§ Requirements
Reproduce the data below verbatim, from its first line through the line that contains "column 46, row 370", both included.

§ Records supplied
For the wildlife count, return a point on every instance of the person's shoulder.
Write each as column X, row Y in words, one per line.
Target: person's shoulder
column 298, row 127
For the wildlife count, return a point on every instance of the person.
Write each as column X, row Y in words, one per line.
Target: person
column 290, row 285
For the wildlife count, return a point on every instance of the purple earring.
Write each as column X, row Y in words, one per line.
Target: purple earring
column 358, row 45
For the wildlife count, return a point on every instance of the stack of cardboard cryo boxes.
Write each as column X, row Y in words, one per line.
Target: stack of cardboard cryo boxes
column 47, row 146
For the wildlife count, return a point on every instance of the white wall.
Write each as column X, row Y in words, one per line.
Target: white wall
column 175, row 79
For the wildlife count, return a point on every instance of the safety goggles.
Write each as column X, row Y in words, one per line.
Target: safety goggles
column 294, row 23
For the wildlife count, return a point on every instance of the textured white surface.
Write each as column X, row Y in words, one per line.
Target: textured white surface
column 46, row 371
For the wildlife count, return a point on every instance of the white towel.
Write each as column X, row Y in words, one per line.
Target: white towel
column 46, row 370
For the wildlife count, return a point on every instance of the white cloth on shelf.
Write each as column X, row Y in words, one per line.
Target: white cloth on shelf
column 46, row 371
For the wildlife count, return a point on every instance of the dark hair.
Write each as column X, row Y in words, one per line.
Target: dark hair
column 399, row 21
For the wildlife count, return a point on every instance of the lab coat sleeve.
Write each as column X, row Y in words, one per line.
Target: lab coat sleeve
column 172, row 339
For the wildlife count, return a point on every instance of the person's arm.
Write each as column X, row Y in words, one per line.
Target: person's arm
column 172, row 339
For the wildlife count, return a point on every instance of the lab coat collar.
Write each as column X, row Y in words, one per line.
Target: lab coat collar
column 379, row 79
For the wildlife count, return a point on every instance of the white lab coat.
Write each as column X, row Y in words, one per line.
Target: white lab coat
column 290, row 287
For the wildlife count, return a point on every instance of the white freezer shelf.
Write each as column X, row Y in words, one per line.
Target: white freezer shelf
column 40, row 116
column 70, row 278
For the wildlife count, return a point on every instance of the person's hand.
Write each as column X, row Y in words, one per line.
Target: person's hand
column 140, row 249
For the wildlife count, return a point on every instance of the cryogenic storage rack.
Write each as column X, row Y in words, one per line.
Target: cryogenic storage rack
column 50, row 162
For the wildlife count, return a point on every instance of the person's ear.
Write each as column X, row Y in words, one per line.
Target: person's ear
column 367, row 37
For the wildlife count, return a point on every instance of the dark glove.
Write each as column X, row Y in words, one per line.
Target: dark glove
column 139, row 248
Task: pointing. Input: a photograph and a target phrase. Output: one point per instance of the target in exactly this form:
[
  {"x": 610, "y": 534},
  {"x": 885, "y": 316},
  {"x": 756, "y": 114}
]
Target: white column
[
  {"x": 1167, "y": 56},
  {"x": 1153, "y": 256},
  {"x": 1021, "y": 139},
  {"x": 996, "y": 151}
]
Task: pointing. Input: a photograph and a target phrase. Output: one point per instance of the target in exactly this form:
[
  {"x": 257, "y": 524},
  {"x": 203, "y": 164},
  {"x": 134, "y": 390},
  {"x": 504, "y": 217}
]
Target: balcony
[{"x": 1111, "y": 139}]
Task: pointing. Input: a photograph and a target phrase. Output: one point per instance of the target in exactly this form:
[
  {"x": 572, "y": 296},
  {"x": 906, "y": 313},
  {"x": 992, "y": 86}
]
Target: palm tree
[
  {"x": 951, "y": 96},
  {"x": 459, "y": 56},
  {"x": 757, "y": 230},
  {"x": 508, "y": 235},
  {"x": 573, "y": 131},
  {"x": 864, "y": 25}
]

§ Result of the exercise
For the wildlife count, return a point on every instance of the person's shoulder.
Write each as column X, row Y in words, one per line.
Target: person's shoulder
column 298, row 127
For the wildlife count, return a point on every instance of the person.
Write each as column X, row Y in words, one per line.
Target: person
column 290, row 285
For the wildlife count, return a point on every instance of the purple earring.
Write each as column X, row Y in words, one per line.
Target: purple earring
column 358, row 45
For the wildlife count, return a point on every instance of the stack of cardboard cryo boxes.
Write each as column X, row Y in words, one per line.
Target: stack of cardboard cryo boxes
column 47, row 146
For the wildlife count, return a point on every instance of the white wall.
Write each as column X, row Y in words, one per line.
Target: white wall
column 175, row 79
For the wildlife count, return a point on every instance of the safety goggles.
Write each as column X, row Y in words, one per line.
Target: safety goggles
column 294, row 23
For the wildlife count, return a point on every instance of the textured white surface.
Write each as column X, row Y in words, one per line.
Target: textured white surface
column 46, row 371
For the wildlife count, return a point on every instance of the white towel.
Write each as column X, row Y in words, one per line.
Target: white towel
column 46, row 370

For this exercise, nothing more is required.